• _Text segment_:
What does exist in many forms are studies regarding how healthcare systems and group practices, if they were to raise prices, how much of a price increase Americans can take and still have access to treatment. The net of that is the notion that consolidation of healthcare systems (including DSOs) means that, over time, Americans will just be paying more and more for healthcare.
To put that into perspective, from 2004 to 2014, the average American wage has risen by 32%, while insurance deductibles have risen by 256%, or eight times that of the American wage.
The team at Walmart Health will have to fight stigmas sometimes associated with the Supercenter, right?
Walmart saves the average American household $2,500 a year on the retail side. The overriding mission is to help Americans save money, so they can live better. And, we are evolving live better to also mean live healthier by helping Americans have this kind of access. The integrated care model at Walmart Health allows providers to focus on treating the patient and providing quality care, so we're attracting good, strong clinicians. We are using digital scanners, cone-beam CT, all-ceramic restorations, and every bell and whistle that you can imagine. The goal over time is to provide orthodontics, dental implants, and other specialty procedures.
In terms of dental medical integration, what will it look like in reality? Is the practice management completely integrated?
Yes. After you are helped in the lobby, you enter the patient care area, which has rooms and space for everything: medicine, behavior health, dentistry, vision, etc. The computer system is seamlessly integrated and HIPAA-compliant. That allows us to step back and look at the entire human being, not just one part of the patient.
This year, Walmart has plans to build a handful of health centers in Georgia. Are you concerned with filling all of them?
The health centers will fill themselves. That is not a problem. Walmart serves 160 million customers per week. Our Dallas, GA, facility has been open for four months, and the practitioners are servicing a full schedule of patients with great feedback from the patients and community.
In this "test and learn" environment, we looked at what we needed in the two sites. The Dallas facility is about 10,000 sq ft. The second one in Calhoun is about 1,500 sq ft smaller. We learned from the opening of the first Walmart Health what was needed and what could be streamlined; our goal is to get patients seen and cared for, so we made the lobby smaller. In our strive for continuous improvement, we learned quite a bit from our first health center, and we took those learnings and improved our Calhoun center to continuously look to optimize patient experience.
What are Walmart Health's long-term goals?
Building quality relationships and provider interactions while providing affordable, accessible care for patients and their families. As these relationships grow over time, they will morph into patients coming in again and again. As we continue to learn what the communities need, we could see cosmetic procedures, clear-aligner therapy, and more. This is truly a long-term strategy, akin to how a typical dentist in the 1980s would hang up their proverbial shingle and build a practice.
We also want to learn how to best optimize referral patterns across the different modalities of medicine. We're building training modules on that. It is really important because it emphasizes Walmart's overall convenience philosophy, money value, quality, and time concept. For Americans, the most precious resource that they have is time. How do you make it that physicians are all calibrated to recognize things that they should be looking for? How do they learn from each other?
In dental, we're pretty isolated, so this is especially exciting for us. Dentists are learning in school to understand the mouth is the gateway to the body. They're taking more of a medical approach to dentistry, and Walmart Health is probably one of the first times they will get to use that experience.

• _Task description_: In the Walmart Health interview, translate this sentence into Spanish: "For Americans, the most precious resource that they have is time." The lines after this play no part in the text.

• _Information shown_:
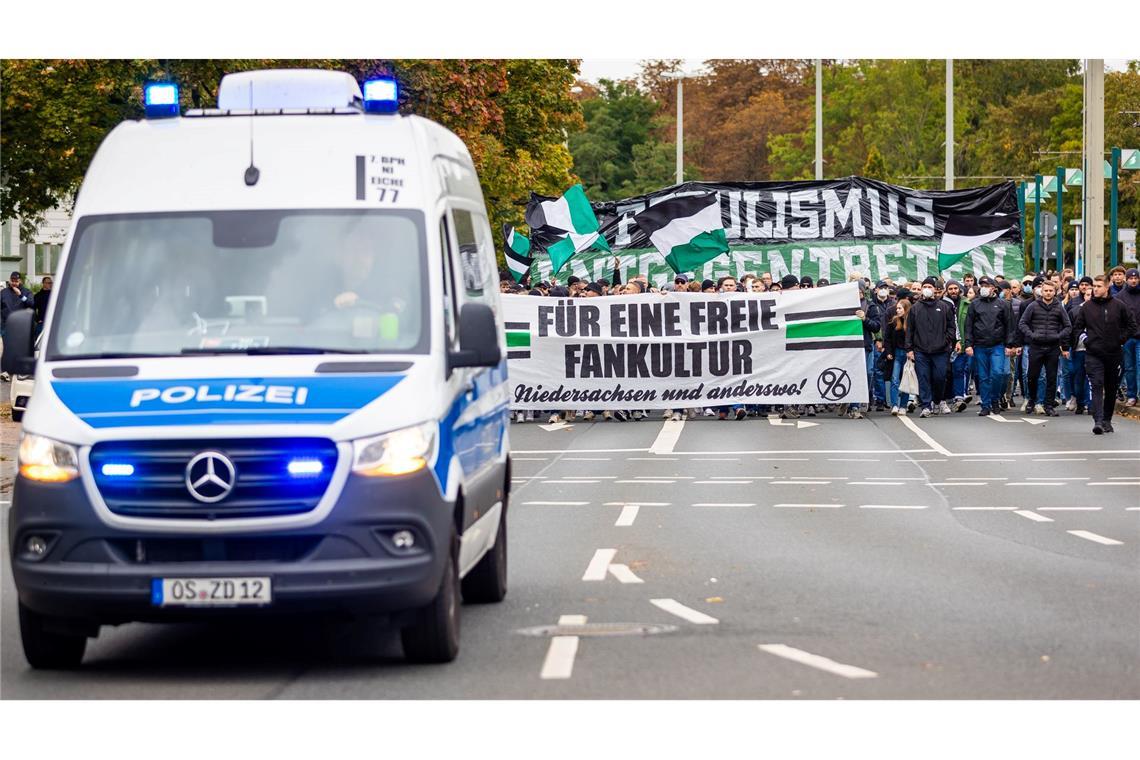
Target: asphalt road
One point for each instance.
(931, 558)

• _Answer space_: Para los estadounidenses, el recurso más valioso que tienen es el tiempo.